**What needs to be done**
Nothing but the images is to be left out of your exact copy of the entries.

**Recorded information**
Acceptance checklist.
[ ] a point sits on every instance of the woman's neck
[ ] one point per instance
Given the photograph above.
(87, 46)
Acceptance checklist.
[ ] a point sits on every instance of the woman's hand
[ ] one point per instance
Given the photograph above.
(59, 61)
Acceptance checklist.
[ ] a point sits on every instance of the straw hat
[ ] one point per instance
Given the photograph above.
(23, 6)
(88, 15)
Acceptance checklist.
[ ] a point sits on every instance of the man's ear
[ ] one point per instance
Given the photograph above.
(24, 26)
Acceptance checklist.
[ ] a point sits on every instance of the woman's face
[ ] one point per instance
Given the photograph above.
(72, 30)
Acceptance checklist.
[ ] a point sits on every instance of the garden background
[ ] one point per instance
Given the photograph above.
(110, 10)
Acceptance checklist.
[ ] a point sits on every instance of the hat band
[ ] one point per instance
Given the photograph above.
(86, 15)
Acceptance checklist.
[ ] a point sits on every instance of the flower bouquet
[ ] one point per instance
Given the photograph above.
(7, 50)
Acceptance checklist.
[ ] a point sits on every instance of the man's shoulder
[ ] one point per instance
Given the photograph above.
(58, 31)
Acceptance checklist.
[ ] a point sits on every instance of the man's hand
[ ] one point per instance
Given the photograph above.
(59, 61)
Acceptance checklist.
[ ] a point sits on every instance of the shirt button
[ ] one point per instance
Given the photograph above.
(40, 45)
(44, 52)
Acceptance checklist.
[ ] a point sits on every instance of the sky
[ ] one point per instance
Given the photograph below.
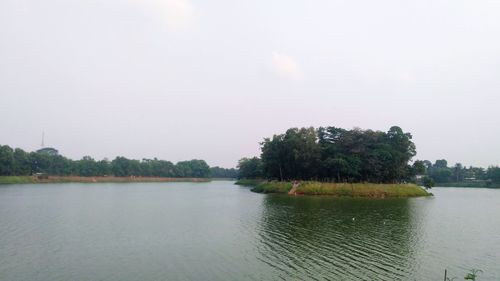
(192, 79)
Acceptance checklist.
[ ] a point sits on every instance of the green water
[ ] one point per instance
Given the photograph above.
(219, 231)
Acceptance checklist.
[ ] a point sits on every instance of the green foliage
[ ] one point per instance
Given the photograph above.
(250, 168)
(20, 163)
(340, 189)
(336, 154)
(218, 172)
(15, 179)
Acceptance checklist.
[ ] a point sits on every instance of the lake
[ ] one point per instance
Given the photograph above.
(219, 231)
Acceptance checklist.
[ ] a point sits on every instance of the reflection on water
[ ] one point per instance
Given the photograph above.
(218, 231)
(313, 238)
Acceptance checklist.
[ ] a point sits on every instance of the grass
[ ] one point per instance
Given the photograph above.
(339, 189)
(16, 179)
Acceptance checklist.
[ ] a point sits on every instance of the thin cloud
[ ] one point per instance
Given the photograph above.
(286, 66)
(176, 14)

**Response box**
Acceptance checklist.
[ ] a point sits on every instance of the woman's neck
[ ] one point per instance
Given the photograph above.
(87, 46)
Acceptance checklist.
[ ] a point sits on every instance of the woman's hand
[ ] one point per instance
Given the photograph above.
(59, 61)
Acceptance checklist.
[ ] a point sits on every instance of the straw hat
[ ] one point per instance
Given the photograph above.
(23, 6)
(88, 15)
Acceptance checklist.
[ ] a point sits on every instance of the man's ear
[ ] one point per instance
Given the photograph above.
(24, 26)
Acceptance checklist.
[ ] a point sits on every instance of the woman's face
[ ] one point per instance
Given the photograph above.
(72, 30)
Acceptance checklist.
[ ] a point sits on every instance of the garden background
[ ] one point per instance
Given the photograph above.
(110, 10)
Acceptance checklist.
[ ] a point sits on every instance of the hat band
[ ] one point per instance
Given the photograph above.
(86, 15)
Acceptance checklist.
[ ] a point sits on every instance of the flower bouquet
[ ] one point per instance
Given the photograph above.
(7, 50)
Acceptance checklist.
[ ] a point sits on every instance of the man's shoulder
[ ] one point per instance
Given the photograph above.
(58, 31)
Acceptance checklist.
[ ] a point sits on every instance of the man's hand
[ ] one point per instance
Given the photograph above.
(59, 61)
Acceptance checklist.
[ ] a point sits on every instance of the shirt button
[ ] one point per instance
Given the photograph above.
(40, 45)
(44, 52)
Acceptance checklist.
[ ] a point sits on every instance of the sky
[ ] one point per instance
Given the photograph below.
(192, 79)
Acceptance checklist.
[ ] a point sits on every instance of the green water
[ ] one point per instance
Given the photograph above.
(219, 231)
Acceptance checklist.
[ ] a point sits on every instance of the green foliage
[ ] one point per instance
Given the photograph above.
(250, 168)
(20, 163)
(340, 189)
(336, 154)
(218, 172)
(15, 179)
Acceptance checklist.
[ ] a point sits on every instance of the lake
[ ] one point per instance
Given the photograph above.
(219, 231)
Acceptance checklist.
[ ] a point sits on every instance of the reflection on water
[ ] one point per instance
Given the photograph above.
(218, 231)
(313, 238)
Acceptance checklist.
[ ] a point sits on every instance of the grass
[ ] one point per instance
Given the photograph above.
(339, 189)
(16, 179)
Acceptance checklist.
[ ] a point sits on every instance of the thin cloud
[ ] one point per instance
Given the photograph above.
(286, 66)
(176, 14)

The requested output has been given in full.